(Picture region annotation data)

**********

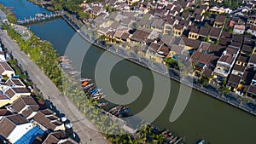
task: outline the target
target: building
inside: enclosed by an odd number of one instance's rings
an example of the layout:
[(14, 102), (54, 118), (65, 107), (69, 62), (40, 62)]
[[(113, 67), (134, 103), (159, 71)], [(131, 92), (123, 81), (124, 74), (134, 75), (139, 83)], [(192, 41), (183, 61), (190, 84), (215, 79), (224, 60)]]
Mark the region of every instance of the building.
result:
[(213, 27), (222, 28), (225, 24), (226, 17), (224, 15), (217, 15), (213, 23)]
[(243, 34), (245, 32), (245, 26), (243, 25), (235, 25), (233, 29), (233, 33)]
[(20, 114), (6, 116), (0, 120), (0, 134), (11, 143), (15, 143), (32, 129), (32, 124)]
[(251, 26), (250, 28), (247, 30), (247, 32), (256, 37), (256, 26)]
[(231, 47), (228, 47), (225, 51), (223, 52), (214, 69), (216, 78), (220, 80), (227, 78), (235, 64), (238, 53), (239, 49)]
[(32, 124), (44, 131), (65, 130), (64, 124), (60, 121), (55, 112), (49, 109), (38, 111), (33, 117)]
[(7, 104), (12, 104), (21, 95), (30, 95), (31, 93), (26, 88), (11, 88), (9, 87), (2, 93), (0, 92), (0, 107)]
[(39, 106), (31, 96), (20, 96), (11, 105), (11, 110), (21, 114), (26, 119), (34, 117), (38, 109)]
[(0, 74), (12, 78), (15, 75), (15, 72), (6, 61), (0, 61)]

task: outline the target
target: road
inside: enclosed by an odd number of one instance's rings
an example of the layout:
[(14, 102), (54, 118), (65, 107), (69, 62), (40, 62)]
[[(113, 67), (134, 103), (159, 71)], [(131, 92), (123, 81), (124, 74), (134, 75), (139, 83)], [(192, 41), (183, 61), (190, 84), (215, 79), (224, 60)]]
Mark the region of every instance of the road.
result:
[(5, 48), (18, 60), (23, 70), (27, 71), (30, 78), (44, 94), (44, 99), (48, 99), (49, 96), (50, 101), (58, 110), (61, 110), (70, 121), (83, 119), (72, 124), (73, 129), (79, 135), (81, 143), (110, 143), (101, 133), (94, 130), (96, 130), (94, 125), (80, 113), (68, 98), (61, 96), (61, 93), (55, 84), (29, 59), (28, 55), (20, 50), (18, 45), (9, 38), (6, 32), (1, 32), (0, 37)]

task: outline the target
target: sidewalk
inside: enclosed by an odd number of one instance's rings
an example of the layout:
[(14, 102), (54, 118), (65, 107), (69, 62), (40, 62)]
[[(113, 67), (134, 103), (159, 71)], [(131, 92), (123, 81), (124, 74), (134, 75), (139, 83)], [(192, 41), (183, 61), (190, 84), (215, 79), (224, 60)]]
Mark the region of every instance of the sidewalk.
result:
[(101, 133), (90, 129), (95, 128), (94, 125), (86, 118), (84, 118), (80, 112), (67, 97), (60, 97), (61, 92), (56, 86), (25, 53), (20, 50), (18, 45), (10, 39), (5, 32), (1, 32), (0, 38), (8, 50), (18, 60), (22, 68), (27, 71), (30, 78), (44, 94), (44, 99), (48, 99), (48, 96), (50, 96), (53, 104), (58, 110), (61, 110), (70, 121), (83, 119), (72, 124), (74, 132), (79, 135), (81, 140), (81, 143), (109, 143)]

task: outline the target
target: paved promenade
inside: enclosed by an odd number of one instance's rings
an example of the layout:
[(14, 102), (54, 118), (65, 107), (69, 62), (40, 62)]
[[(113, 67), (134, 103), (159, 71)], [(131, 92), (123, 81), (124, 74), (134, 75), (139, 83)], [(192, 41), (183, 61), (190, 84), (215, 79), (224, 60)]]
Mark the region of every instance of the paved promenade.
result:
[(61, 96), (61, 94), (56, 86), (25, 53), (20, 50), (18, 45), (11, 40), (5, 32), (1, 32), (0, 38), (5, 48), (18, 60), (22, 68), (27, 71), (30, 78), (44, 94), (44, 99), (48, 99), (49, 96), (53, 105), (55, 106), (58, 110), (64, 112), (70, 121), (82, 119), (72, 124), (74, 132), (79, 135), (81, 140), (81, 143), (110, 143), (101, 133), (90, 129), (94, 128), (93, 124), (87, 118), (84, 118), (68, 98)]

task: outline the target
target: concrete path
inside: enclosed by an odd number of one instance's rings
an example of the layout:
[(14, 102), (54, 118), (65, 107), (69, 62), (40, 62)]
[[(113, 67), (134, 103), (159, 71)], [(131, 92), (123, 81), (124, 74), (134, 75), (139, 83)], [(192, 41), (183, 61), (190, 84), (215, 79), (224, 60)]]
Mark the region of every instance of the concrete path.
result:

**********

* [Work to complete] Format all of the data above as a Markdown table with the columns No. and Line, giving each line its own numbered row. Leave out blank lines and the pictures.

* [Response]
| No. | Line |
|---|---|
| 1 | task: outline the target |
| 2 | target: building |
| 3 | inside: enclosed by an odd number of one instance's rings |
| 4 | an example of the layout: |
| 5 | [(14, 102), (54, 118), (65, 107), (69, 62), (40, 62)] |
| 6 | [[(113, 67), (134, 103), (159, 71)], [(131, 92), (123, 81), (124, 74), (134, 75), (139, 83)], [(192, 41), (183, 61), (190, 84), (215, 79), (224, 60)]] |
| 7 | Mark the region of every instance of the building. |
| 8 | result: |
| 9 | [(213, 27), (222, 28), (225, 24), (226, 17), (224, 15), (217, 15), (213, 23)] |
| 10 | [(243, 34), (245, 32), (245, 26), (243, 25), (235, 25), (233, 29), (233, 33)] |
| 11 | [(20, 114), (6, 116), (0, 120), (0, 134), (11, 143), (15, 143), (32, 129), (32, 124)] |
| 12 | [(251, 26), (250, 28), (247, 30), (247, 32), (256, 37), (256, 26)] |
| 13 | [(231, 47), (228, 47), (225, 51), (223, 52), (214, 69), (216, 78), (220, 80), (227, 78), (235, 64), (238, 53), (239, 49)] |
| 14 | [(32, 124), (44, 131), (65, 130), (64, 124), (60, 121), (55, 112), (49, 109), (38, 111), (33, 117)] |
| 15 | [(7, 104), (12, 104), (21, 95), (30, 95), (31, 93), (26, 88), (11, 88), (9, 87), (2, 93), (0, 92), (0, 107)] |
| 16 | [(39, 106), (31, 96), (20, 96), (11, 105), (11, 110), (21, 114), (26, 119), (34, 117), (38, 109)] |
| 17 | [(0, 74), (12, 78), (15, 75), (15, 72), (6, 61), (0, 61)] |
| 18 | task: outline the target |
| 19 | target: road |
| 20 | inside: enclosed by an odd number of one instance's rings |
| 21 | an example of the layout: |
| 22 | [(14, 102), (54, 118), (65, 107), (69, 62), (40, 62)] |
| 23 | [[(113, 67), (134, 103), (159, 71)], [(131, 92), (123, 81), (124, 74), (134, 75), (139, 83)], [(192, 41), (183, 61), (190, 84), (215, 79), (224, 60)]] |
| 24 | Mark the region of every instance of the road. |
| 25 | result: |
| 26 | [(5, 48), (18, 60), (23, 70), (27, 71), (30, 78), (44, 94), (44, 99), (48, 99), (49, 96), (50, 101), (58, 110), (61, 110), (70, 121), (83, 119), (72, 124), (73, 129), (79, 135), (81, 143), (110, 143), (101, 133), (94, 130), (96, 130), (94, 125), (80, 113), (68, 98), (61, 96), (61, 93), (55, 84), (29, 59), (28, 55), (20, 50), (18, 45), (9, 38), (6, 32), (1, 32), (0, 37)] |
| 27 | task: outline the target |
| 28 | target: sidewalk |
| 29 | inside: enclosed by an odd number of one instance's rings |
| 30 | an example of the layout: |
| 31 | [(14, 102), (54, 118), (65, 107), (69, 62), (40, 62)] |
| 32 | [[(113, 67), (134, 103), (159, 71)], [(131, 92), (123, 81), (124, 74), (134, 75), (139, 83)], [(192, 41), (183, 61), (190, 84), (215, 79), (224, 60)]] |
| 33 | Mark the region of every instance of the sidewalk. |
| 34 | result: |
| 35 | [(101, 133), (90, 129), (95, 128), (94, 125), (86, 118), (84, 118), (80, 112), (67, 97), (60, 97), (61, 92), (56, 86), (25, 53), (20, 50), (18, 45), (10, 39), (5, 32), (1, 32), (0, 38), (8, 50), (18, 60), (22, 68), (27, 71), (30, 78), (44, 94), (44, 99), (48, 99), (48, 96), (50, 96), (53, 104), (58, 110), (61, 110), (70, 121), (83, 119), (72, 124), (74, 132), (79, 135), (81, 140), (81, 143), (109, 143)] |
| 36 | task: outline the target |
| 37 | target: paved promenade |
| 38 | inside: enclosed by an odd number of one instance's rings |
| 39 | an example of the layout: |
| 40 | [(14, 102), (54, 118), (65, 107), (69, 62), (40, 62)] |
| 41 | [[(113, 67), (134, 103), (159, 71)], [(131, 92), (123, 81), (124, 74), (134, 75), (139, 83)], [(192, 41), (183, 61), (190, 84), (215, 79), (224, 60)]] |
| 42 | Mark the region of every instance of the paved promenade. |
| 43 | result: |
| 44 | [(61, 96), (61, 94), (56, 86), (25, 53), (20, 50), (18, 45), (11, 40), (5, 32), (1, 32), (0, 38), (5, 48), (18, 60), (22, 68), (27, 71), (30, 78), (44, 94), (44, 99), (48, 99), (49, 96), (53, 105), (55, 106), (58, 110), (64, 112), (70, 121), (82, 119), (72, 124), (74, 132), (79, 135), (81, 140), (81, 143), (110, 143), (101, 133), (90, 129), (94, 128), (93, 124), (87, 118), (84, 118), (68, 98)] |
| 45 | task: outline the target |
| 46 | target: concrete path |
| 47 | inside: enclosed by an odd number of one instance's rings |
| 48 | an example of the layout: |
| 49 | [(14, 102), (54, 118), (65, 107), (69, 62), (40, 62)] |
| 50 | [[(113, 67), (134, 103), (159, 71)], [(131, 92), (123, 81), (124, 74), (134, 75), (139, 83)], [(192, 41), (183, 61), (190, 84), (215, 79), (224, 60)]] |
| 51 | Mark the region of every instance of the concrete path. |
| 52 | result: |